**AIM OF THE EXERCISE**
Could you reproduce everything from the line containing "Place a point on every instance of the blue" down through the end of the material, with the requests kept as they are and every number in the point coordinates shifted by -84? Leave the pictures out of your answer.

**DATA SUPPLIED**
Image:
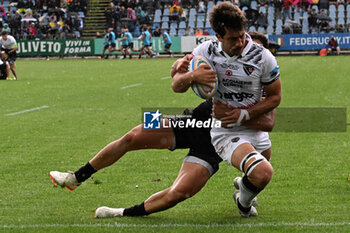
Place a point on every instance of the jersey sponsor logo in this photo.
(151, 120)
(239, 97)
(229, 66)
(248, 69)
(228, 72)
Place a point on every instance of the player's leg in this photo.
(8, 70)
(135, 139)
(258, 173)
(190, 180)
(13, 69)
(141, 51)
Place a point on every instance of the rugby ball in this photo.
(203, 91)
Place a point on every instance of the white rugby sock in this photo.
(247, 192)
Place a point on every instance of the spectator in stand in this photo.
(252, 19)
(278, 8)
(174, 13)
(199, 32)
(182, 14)
(78, 26)
(14, 22)
(131, 14)
(52, 4)
(201, 7)
(189, 31)
(167, 42)
(333, 46)
(306, 5)
(42, 31)
(324, 5)
(69, 21)
(156, 32)
(21, 6)
(286, 9)
(262, 3)
(312, 20)
(122, 12)
(141, 14)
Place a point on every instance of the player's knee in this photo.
(175, 195)
(262, 174)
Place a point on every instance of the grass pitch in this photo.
(92, 102)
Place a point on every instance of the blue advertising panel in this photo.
(309, 41)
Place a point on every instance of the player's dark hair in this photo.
(226, 15)
(260, 37)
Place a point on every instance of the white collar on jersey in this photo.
(244, 52)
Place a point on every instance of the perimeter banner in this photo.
(157, 45)
(55, 47)
(291, 42)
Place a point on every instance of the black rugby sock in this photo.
(84, 172)
(135, 211)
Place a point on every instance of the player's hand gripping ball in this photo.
(203, 91)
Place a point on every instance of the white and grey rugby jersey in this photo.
(240, 77)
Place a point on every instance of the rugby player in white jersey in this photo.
(242, 67)
(9, 45)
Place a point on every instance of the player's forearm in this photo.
(182, 81)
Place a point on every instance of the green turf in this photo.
(88, 109)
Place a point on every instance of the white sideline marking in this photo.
(213, 225)
(133, 85)
(27, 110)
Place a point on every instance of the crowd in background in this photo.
(135, 13)
(43, 19)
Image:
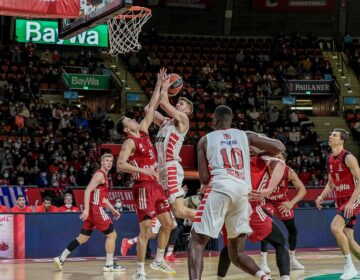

**PROBLEM SOLUTION**
Place a point on every instance of the blue advertising panel in this photo.
(225, -43)
Place a point on every instance of the player's dark hair in this photo.
(142, -69)
(176, -47)
Place a point on every instance of the white collar on jersey in this photo.
(160, -32)
Place a point on every instance of the perimeter banner in this photo.
(73, -39)
(-29, -37)
(207, -42)
Place a point on every instance of the black rugby sock in this photo.
(0, 88)
(51, 127)
Place a point on every instance of the player's hand gripping ball in this photo.
(119, 7)
Place a point on every instance of the white and grey rugby jersey in this photo.
(156, -7)
Place a point on every instance of the rugby player in white jersey in this photo.
(158, -17)
(-75, -39)
Place a point on every instance of the player's forearm in this photo.
(98, -3)
Place a point on every instance of the green turf in this photo.
(4, 25)
Place a point on every instance of the white sideline marking in this photo.
(129, 141)
(49, 1)
(-57, 26)
Place a point on every instance of the crowd in background in this photo.
(51, -71)
(-41, -65)
Image:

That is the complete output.